**DIRECTIONS**:
Please set down each line of the data again, unchanged.

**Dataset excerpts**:
————

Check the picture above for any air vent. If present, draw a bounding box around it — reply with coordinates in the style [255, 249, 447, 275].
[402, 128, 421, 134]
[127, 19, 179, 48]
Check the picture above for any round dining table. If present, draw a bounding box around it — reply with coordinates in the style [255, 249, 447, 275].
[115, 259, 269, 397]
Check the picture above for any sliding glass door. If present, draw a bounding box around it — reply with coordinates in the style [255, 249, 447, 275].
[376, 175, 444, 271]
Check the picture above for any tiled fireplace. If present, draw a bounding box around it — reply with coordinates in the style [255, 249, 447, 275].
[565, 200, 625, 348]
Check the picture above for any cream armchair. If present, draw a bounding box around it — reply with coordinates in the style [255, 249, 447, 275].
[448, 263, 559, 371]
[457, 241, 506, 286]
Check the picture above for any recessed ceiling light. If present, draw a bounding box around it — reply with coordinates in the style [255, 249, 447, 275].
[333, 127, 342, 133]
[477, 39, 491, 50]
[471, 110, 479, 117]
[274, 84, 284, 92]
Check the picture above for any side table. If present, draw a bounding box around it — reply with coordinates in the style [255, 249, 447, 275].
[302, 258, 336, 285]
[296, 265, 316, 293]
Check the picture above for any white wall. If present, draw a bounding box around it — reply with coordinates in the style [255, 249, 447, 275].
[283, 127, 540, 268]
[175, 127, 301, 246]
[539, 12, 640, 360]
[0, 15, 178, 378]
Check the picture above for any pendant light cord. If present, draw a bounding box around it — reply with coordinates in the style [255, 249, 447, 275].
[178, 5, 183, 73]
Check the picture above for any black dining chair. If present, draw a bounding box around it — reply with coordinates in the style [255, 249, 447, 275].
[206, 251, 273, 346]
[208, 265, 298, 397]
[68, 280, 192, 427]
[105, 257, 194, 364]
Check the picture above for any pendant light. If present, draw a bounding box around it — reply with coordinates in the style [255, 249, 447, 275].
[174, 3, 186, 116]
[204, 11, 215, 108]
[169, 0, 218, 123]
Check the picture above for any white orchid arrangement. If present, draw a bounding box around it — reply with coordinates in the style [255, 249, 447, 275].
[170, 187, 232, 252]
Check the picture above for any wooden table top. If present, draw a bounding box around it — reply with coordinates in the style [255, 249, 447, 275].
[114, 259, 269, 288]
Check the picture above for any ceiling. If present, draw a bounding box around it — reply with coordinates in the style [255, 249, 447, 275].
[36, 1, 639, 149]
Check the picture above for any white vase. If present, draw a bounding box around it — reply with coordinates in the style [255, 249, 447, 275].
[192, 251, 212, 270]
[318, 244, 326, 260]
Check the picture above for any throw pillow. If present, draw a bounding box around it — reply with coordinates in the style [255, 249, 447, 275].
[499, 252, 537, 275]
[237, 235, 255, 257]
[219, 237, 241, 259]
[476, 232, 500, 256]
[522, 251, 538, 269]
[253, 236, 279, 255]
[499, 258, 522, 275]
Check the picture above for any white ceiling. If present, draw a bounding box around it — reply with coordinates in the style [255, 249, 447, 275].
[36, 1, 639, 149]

————

**ANSWER**:
Check the picture above for any air vent. If present, draw a bounding box around it — reply with coordinates in the style [255, 249, 447, 275].
[402, 128, 421, 134]
[127, 19, 179, 48]
Check the picture above for any round dining table. If present, draw a bounding box around it — reply with coordinates in the style [255, 249, 447, 275].
[115, 259, 269, 397]
Check the picture above for any sliding glass door. If present, draw a bounding box around it — reply with coordinates in the style [255, 249, 447, 275].
[376, 175, 444, 271]
Check the picture above for any tiled fireplace. If present, draw a bounding box around it — reply with coordinates in the style [255, 249, 447, 275].
[565, 200, 625, 348]
Check the picture above for any cream armchair. If present, draw a bounding box around it — reply with coordinates in the style [255, 249, 447, 275].
[448, 263, 559, 371]
[457, 241, 506, 286]
Check the picture above for any recessed ceiling light. If present, draw a bounding box around it — reply with coordinates in the style [255, 249, 447, 275].
[333, 127, 342, 133]
[477, 39, 491, 50]
[471, 110, 479, 117]
[274, 84, 284, 92]
Check the picture above for any side table. If present, draw a bounding box around it — reply with coordinates in the style [255, 249, 447, 275].
[302, 258, 336, 285]
[296, 265, 316, 293]
Check the picture above for any white wall. If present, draw a bounding box around it — reply with coordinates in the style [255, 249, 447, 275].
[283, 127, 540, 268]
[175, 127, 301, 246]
[539, 12, 640, 360]
[0, 15, 178, 378]
Check the picture above for any pendant light cord. If present, draw a bounding box around it — reply with coordinates in the style [255, 249, 447, 275].
[178, 5, 183, 73]
Check the picture above for any black dining chair. If present, draw a bounding box around it — reply with coordinates in the style [255, 249, 447, 275].
[206, 251, 273, 346]
[208, 265, 298, 397]
[68, 280, 192, 427]
[105, 257, 194, 364]
Check the picture above for any pendant light. If present, draw a bounding box around it — reply with coordinates in the style [255, 249, 447, 275].
[174, 3, 186, 116]
[204, 11, 215, 108]
[169, 0, 218, 123]
Check the picture above for any white orchid arrangement. If present, draw a bounding box around it — reply with coordinates in the style [255, 249, 447, 275].
[170, 187, 232, 252]
Check the picture above for any wooden table top. If present, draw a bounding box around it — reply with coordinates in the style [255, 249, 447, 275].
[114, 259, 269, 288]
Check the picture above for any ceiling. If present, draw a bounding box around it — reply with coordinates in the style [255, 249, 447, 275].
[36, 1, 639, 149]
Check the picture above for any white vase. If present, draw a bounding box around it — reply with coordinates in the style [255, 249, 447, 275].
[192, 251, 212, 270]
[318, 244, 326, 260]
Check the picture above for any throw pillow. If present, draw a bounding box around it — reply with coordinates in the style [255, 249, 447, 275].
[499, 252, 537, 275]
[237, 235, 255, 257]
[219, 237, 241, 259]
[476, 232, 500, 256]
[522, 251, 538, 269]
[253, 236, 279, 255]
[499, 258, 522, 275]
Check the picture above for any white ceiling. If present, draw a bounding box around it — reply with coordinates in the style [255, 249, 447, 275].
[36, 1, 639, 149]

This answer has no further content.